- [About this exercise]: Could you restate the entries below word for word?

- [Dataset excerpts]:
====

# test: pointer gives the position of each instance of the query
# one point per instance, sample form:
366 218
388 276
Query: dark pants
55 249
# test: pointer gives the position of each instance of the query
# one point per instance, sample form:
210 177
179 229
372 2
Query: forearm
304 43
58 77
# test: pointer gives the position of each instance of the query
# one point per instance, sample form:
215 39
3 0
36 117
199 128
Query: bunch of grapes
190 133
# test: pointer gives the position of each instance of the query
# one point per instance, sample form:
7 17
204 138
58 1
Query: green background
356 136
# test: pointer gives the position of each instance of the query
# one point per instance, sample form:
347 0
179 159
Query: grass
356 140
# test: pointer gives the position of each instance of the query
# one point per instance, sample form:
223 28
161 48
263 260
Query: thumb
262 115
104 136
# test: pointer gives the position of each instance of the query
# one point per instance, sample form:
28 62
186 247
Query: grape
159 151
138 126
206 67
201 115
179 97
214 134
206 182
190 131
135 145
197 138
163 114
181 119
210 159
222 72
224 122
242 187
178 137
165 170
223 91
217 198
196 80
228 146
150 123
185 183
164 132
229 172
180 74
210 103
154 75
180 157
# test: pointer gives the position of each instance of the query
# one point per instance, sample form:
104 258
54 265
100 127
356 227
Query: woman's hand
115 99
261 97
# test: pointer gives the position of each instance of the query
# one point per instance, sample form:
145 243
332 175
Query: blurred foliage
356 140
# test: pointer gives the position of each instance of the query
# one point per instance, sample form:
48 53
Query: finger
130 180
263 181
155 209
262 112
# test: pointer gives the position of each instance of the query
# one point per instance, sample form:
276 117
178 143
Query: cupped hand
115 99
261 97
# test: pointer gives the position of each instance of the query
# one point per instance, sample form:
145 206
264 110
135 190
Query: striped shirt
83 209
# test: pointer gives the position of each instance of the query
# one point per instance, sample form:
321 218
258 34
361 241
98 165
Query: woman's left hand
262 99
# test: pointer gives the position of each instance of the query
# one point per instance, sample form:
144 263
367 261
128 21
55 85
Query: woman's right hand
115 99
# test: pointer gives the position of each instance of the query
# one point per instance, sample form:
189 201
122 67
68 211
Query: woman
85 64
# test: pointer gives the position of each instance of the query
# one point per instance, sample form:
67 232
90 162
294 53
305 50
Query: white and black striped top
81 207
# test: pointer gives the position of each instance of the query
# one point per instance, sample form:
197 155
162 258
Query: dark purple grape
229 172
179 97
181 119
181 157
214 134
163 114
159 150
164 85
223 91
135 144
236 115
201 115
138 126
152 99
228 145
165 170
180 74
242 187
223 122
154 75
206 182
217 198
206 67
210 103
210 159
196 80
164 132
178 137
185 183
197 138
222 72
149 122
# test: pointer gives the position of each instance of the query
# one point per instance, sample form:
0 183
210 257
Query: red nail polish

====

- [Completed exercise]:
# test: pointer gives the position of each instance of the query
# one point per instance, sample form:
366 218
388 276
Query: dark pants
55 249
# test: pointer gives the position of each instance of the query
# one point per instance, sample form:
210 177
179 229
372 2
Query: forearm
304 43
58 77
# test: pointer gives the position of each instance of the query
# one point per instance, sample form:
215 39
3 0
36 117
199 128
Query: bunch of grapes
190 133
# test: pointer gives the position of each instance of the query
# one point per instance, sample form:
7 17
204 138
58 1
Query: green background
356 136
# test: pointer gives the position of each instance of the query
# one point per instance, sample form:
347 0
179 159
Query: grass
356 140
# test: pointer gives the position of each instance of the query
# one point per instance, sample form:
223 28
161 48
263 260
Query: thumb
262 115
104 136
# test: pointer gives the position of each instance of the query
# one point per instance, sample form:
28 62
186 247
Query: grape
159 151
138 126
206 67
201 115
179 97
214 134
206 182
190 131
135 145
197 138
163 114
181 119
210 159
222 72
224 122
242 187
178 137
165 170
223 91
217 198
196 80
228 146
150 123
185 183
164 132
229 172
180 74
210 103
154 75
180 157
# test: pointer gives the position of each instance of the query
# one point per instance, sample form:
104 258
54 265
100 127
356 227
Query: woman's hand
115 99
261 97
# test: pointer gives the position of each instance of the query
# one point per instance, sample form:
145 243
332 175
Query: blurred foliage
356 140
# test: pointer gives the position of each instance of the query
# one point per instance, sample form:
48 53
Query: finger
130 180
263 181
155 209
262 112
# test: pointer gives the position of each instance of the query
# one point per instance, sample form:
276 117
178 143
Query: cupped hand
115 99
261 97
# test: pointer gives the position of each instance of the query
# one point per instance, sample form:
145 206
264 110
135 190
Query: striped shirt
83 209
# test: pointer gives the position of each instance of the query
# one point per instance, sample form:
321 218
258 34
361 241
98 165
Query: woman's left hand
262 99
# test: pointer gives the position of each instance of the query
# one point per instance, sample form:
144 263
367 261
128 21
55 85
Query: woman's right hand
115 99
# test: pointer gives the position of each instance of the query
# one point per instance, sample form:
189 201
122 67
68 211
Query: woman
85 64
# test: pointer gives the position of each instance of the query
# one point per instance, sample form:
67 232
90 162
294 53
305 50
Query: white and black striped top
81 207
# test: pointer gives the position of each instance of the query
# one point per instance, sample form:
197 155
162 258
Query: dark purple grape
229 172
179 97
181 119
181 157
214 134
163 114
159 150
164 85
223 91
135 144
236 115
201 115
138 126
152 99
228 145
165 170
180 74
242 187
223 122
154 75
206 182
217 198
206 67
210 103
210 159
196 80
164 132
178 137
185 183
197 138
222 72
149 122
# test: pointer gives the position of each instance of the query
# one point per instance, sample form:
0 183
210 257
Query: red nail polish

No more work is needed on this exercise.